======== Provided entries ========

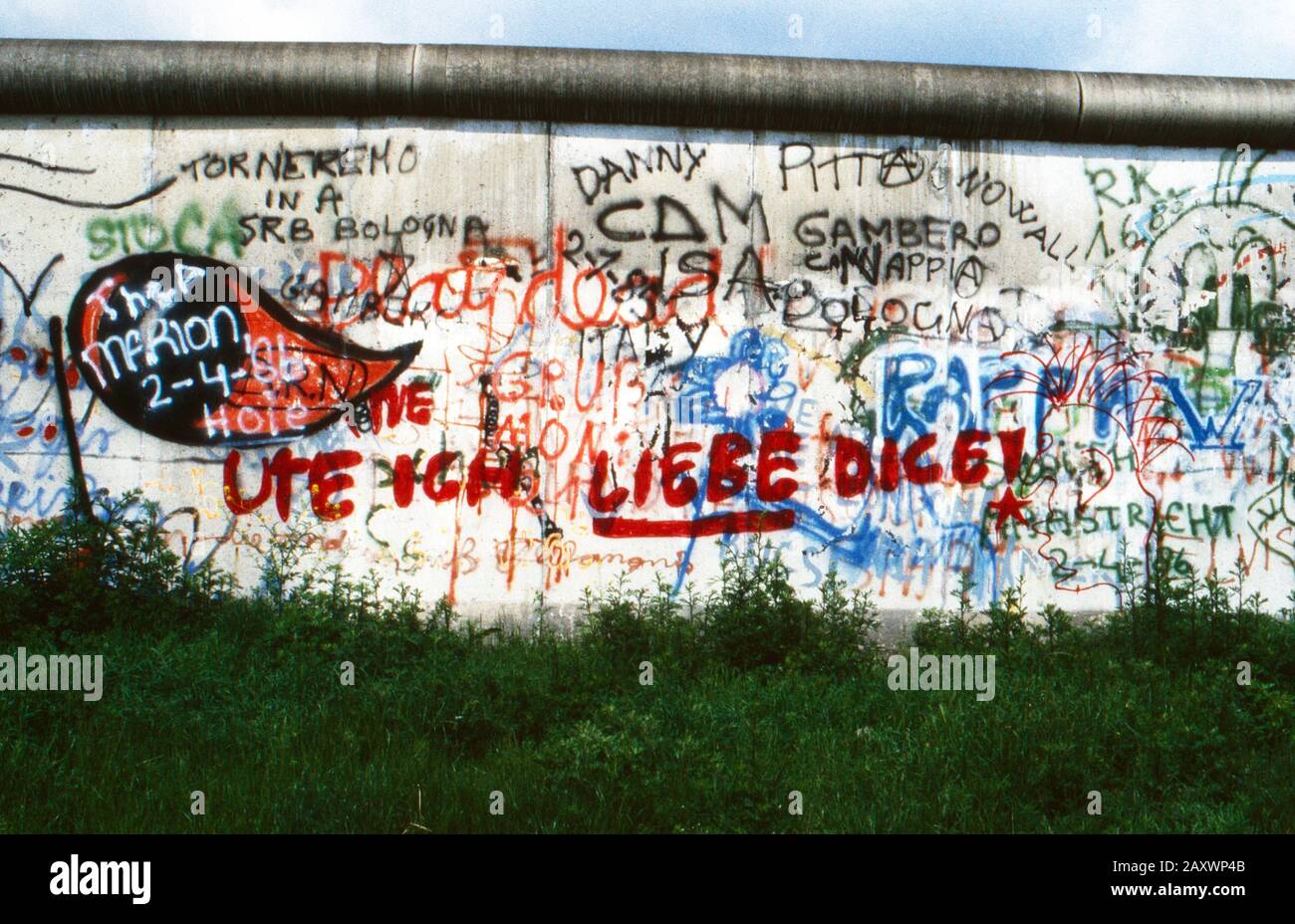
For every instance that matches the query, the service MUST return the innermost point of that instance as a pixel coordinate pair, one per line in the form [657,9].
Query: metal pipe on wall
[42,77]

========
======== Provided entries ========

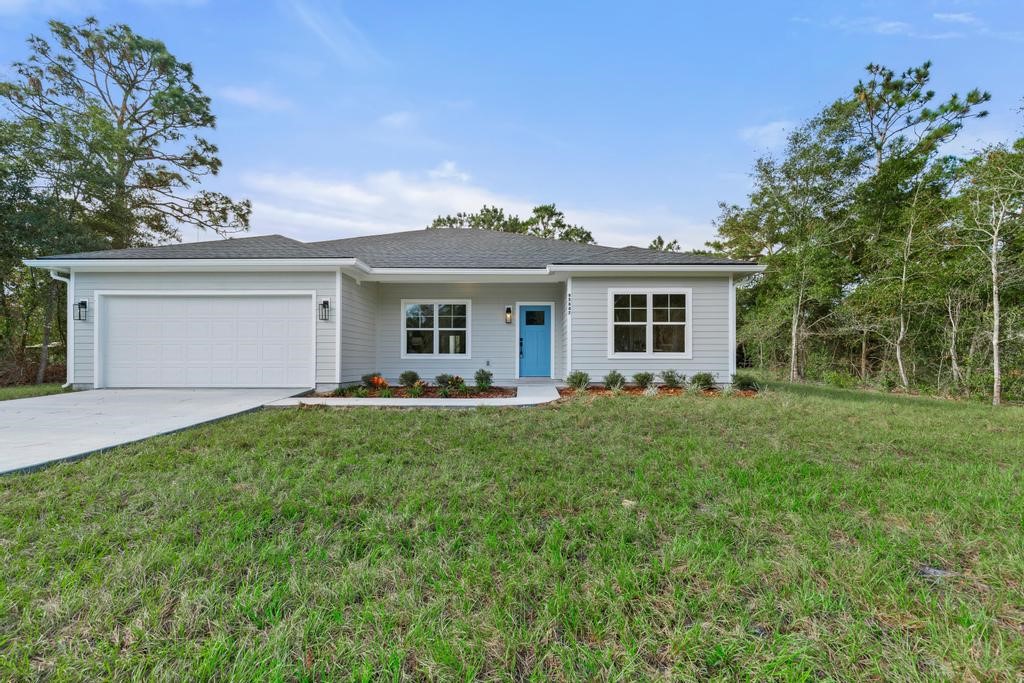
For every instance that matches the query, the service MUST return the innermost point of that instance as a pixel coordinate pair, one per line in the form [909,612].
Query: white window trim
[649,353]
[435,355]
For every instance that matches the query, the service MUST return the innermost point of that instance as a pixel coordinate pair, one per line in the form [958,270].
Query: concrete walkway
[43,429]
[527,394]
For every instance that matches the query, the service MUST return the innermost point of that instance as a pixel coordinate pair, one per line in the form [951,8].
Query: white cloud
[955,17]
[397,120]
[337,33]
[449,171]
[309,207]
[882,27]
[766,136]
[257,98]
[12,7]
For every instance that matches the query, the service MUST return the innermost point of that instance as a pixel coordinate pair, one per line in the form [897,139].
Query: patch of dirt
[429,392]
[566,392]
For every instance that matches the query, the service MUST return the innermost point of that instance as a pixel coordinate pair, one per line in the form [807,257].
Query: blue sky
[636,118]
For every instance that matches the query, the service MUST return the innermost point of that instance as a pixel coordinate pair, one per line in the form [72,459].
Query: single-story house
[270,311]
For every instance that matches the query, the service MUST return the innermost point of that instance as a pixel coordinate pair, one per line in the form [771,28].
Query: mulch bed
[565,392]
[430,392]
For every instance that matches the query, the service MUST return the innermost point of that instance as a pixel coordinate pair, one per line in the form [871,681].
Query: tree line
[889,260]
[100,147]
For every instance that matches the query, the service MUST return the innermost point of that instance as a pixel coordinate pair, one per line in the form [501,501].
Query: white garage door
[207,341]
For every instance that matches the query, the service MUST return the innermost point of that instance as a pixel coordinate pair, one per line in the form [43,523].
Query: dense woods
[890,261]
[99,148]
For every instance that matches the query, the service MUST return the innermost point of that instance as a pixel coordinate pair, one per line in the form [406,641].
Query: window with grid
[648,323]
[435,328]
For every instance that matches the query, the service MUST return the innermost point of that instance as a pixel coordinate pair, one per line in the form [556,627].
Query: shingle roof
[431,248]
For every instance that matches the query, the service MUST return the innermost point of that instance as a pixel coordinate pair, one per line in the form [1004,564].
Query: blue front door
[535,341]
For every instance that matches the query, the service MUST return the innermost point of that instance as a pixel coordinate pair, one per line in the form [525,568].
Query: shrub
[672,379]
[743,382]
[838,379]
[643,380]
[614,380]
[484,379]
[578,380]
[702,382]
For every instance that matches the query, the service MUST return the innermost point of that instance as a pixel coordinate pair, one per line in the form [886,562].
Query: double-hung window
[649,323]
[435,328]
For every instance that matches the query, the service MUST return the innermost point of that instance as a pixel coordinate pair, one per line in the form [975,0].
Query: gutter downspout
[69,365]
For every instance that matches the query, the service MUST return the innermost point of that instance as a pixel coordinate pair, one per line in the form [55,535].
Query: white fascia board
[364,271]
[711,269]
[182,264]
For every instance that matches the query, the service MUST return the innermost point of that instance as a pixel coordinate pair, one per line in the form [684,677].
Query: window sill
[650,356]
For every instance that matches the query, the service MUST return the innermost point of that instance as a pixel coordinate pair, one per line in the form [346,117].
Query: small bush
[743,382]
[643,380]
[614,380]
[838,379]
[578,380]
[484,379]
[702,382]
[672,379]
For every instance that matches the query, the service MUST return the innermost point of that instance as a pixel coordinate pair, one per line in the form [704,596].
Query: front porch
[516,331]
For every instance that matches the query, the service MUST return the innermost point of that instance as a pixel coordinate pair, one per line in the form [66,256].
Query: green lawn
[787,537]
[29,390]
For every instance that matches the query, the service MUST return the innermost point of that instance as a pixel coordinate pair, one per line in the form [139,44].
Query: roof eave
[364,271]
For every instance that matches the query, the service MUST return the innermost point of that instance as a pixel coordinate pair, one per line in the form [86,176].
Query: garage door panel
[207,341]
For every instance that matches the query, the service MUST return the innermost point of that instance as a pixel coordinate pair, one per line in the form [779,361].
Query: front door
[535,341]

========

Work instructions: Extract each line from the entries above that contains the string "door".

Result of this task:
Query: white garage door
Query: blue front door
Query: garage door panel
Query: front door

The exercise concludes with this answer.